Please select and copy each line in the rows below that contains the word "hand". Case counts.

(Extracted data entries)
=======

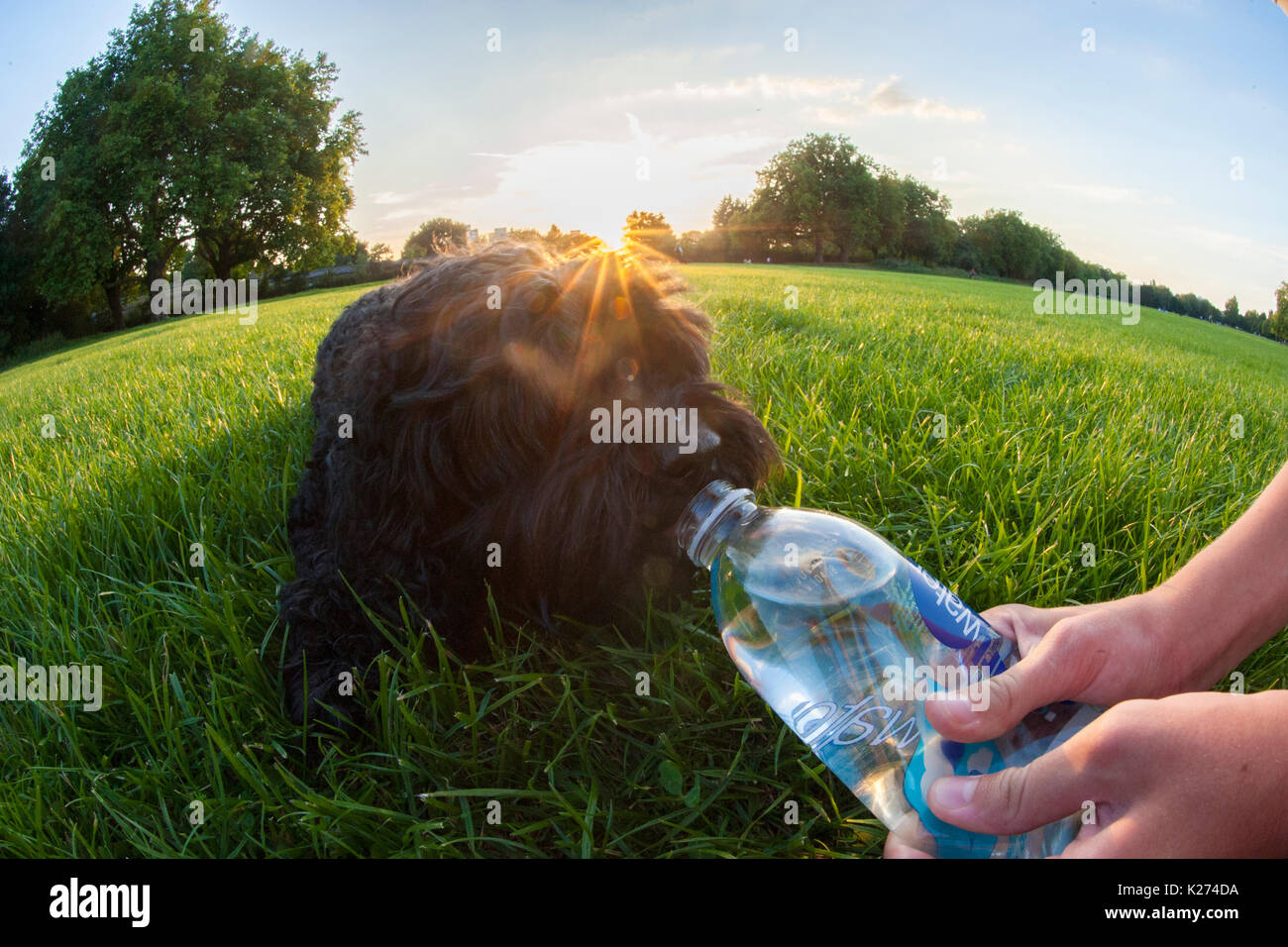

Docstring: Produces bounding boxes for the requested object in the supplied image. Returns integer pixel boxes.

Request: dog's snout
[657,416,720,472]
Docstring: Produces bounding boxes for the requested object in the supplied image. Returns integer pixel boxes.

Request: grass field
[0,265,1288,857]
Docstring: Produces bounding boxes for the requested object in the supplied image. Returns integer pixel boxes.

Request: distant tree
[961,210,1064,279]
[622,210,678,257]
[872,167,909,257]
[711,194,751,262]
[1221,296,1241,326]
[187,15,366,279]
[0,171,46,352]
[752,133,876,263]
[506,227,544,245]
[17,51,137,329]
[402,217,471,261]
[1266,282,1288,342]
[899,175,960,265]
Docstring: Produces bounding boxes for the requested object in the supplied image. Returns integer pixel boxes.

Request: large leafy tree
[187,17,366,279]
[711,194,751,262]
[17,49,143,329]
[17,0,362,327]
[402,217,471,261]
[752,134,876,263]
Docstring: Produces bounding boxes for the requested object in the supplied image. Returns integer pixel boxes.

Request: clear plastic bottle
[677,480,1102,858]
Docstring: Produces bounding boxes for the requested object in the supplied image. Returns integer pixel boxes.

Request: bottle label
[791,694,919,762]
[909,559,997,651]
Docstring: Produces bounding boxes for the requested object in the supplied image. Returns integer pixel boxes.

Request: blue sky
[0,0,1288,310]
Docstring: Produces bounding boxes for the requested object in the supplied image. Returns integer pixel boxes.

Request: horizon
[0,0,1288,312]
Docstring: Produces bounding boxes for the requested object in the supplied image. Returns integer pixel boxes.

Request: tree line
[0,0,365,352]
[403,134,1288,340]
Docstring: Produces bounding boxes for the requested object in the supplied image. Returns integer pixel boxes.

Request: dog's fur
[280,244,778,721]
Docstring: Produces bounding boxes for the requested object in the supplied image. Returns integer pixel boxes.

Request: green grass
[0,265,1288,857]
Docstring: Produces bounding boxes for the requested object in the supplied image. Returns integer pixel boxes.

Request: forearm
[1151,467,1288,689]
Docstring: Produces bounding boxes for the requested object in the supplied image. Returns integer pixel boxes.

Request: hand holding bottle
[885,690,1288,858]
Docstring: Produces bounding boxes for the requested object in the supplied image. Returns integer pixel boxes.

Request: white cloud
[1051,184,1175,207]
[606,73,984,124]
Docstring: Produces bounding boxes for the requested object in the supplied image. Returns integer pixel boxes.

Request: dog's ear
[528,278,559,318]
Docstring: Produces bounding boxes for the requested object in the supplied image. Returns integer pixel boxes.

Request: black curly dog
[280,244,778,724]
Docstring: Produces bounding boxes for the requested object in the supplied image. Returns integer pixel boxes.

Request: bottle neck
[675,480,760,569]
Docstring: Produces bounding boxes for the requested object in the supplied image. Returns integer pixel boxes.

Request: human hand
[885,684,1288,858]
[926,588,1194,743]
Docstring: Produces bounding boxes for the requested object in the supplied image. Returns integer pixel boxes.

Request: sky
[0,0,1288,312]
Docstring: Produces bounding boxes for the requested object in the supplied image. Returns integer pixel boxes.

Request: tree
[901,175,958,265]
[1266,282,1288,342]
[0,171,46,352]
[961,210,1064,279]
[402,217,471,261]
[711,194,751,263]
[872,167,909,257]
[752,134,876,263]
[622,210,678,258]
[187,15,366,279]
[17,51,143,329]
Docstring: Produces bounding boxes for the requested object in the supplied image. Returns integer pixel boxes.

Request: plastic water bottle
[677,480,1103,858]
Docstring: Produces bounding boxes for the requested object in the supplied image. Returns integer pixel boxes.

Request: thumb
[926,734,1096,835]
[926,635,1068,743]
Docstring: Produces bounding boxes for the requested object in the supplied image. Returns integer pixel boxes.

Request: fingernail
[939,697,978,727]
[930,776,979,811]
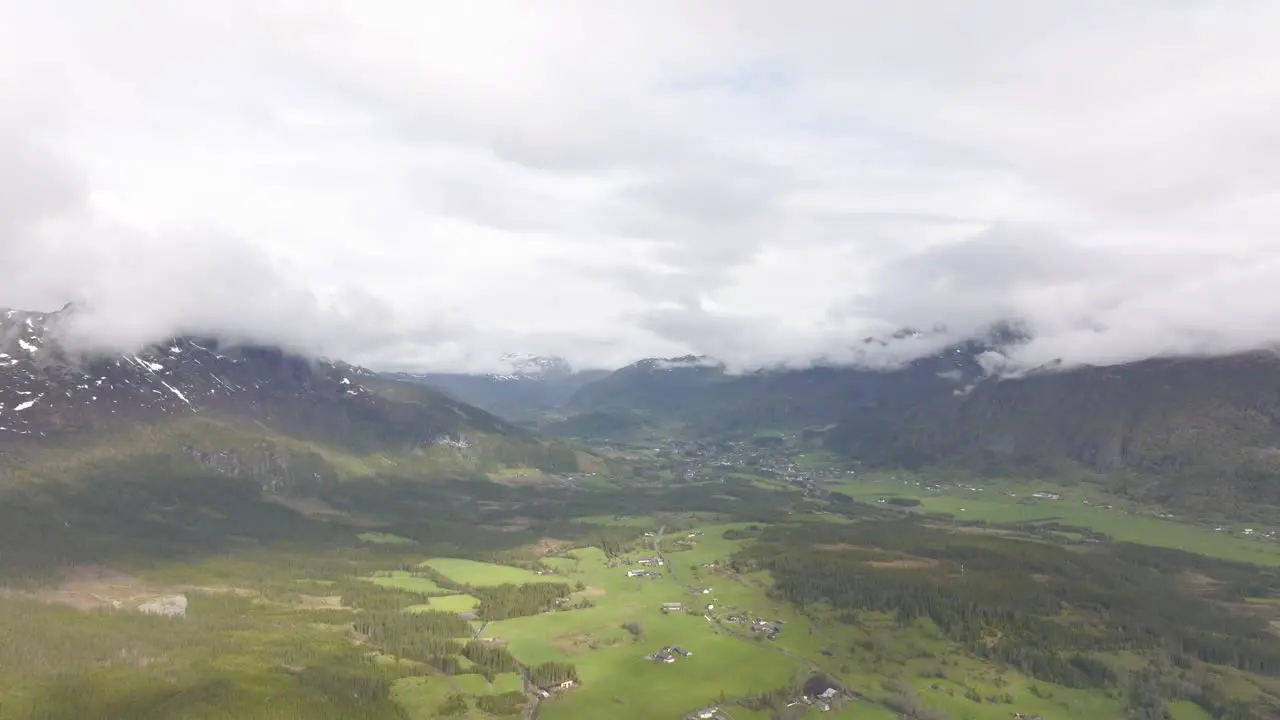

=======

**Expected answer**.
Request: hand holding bottle
Request: human hand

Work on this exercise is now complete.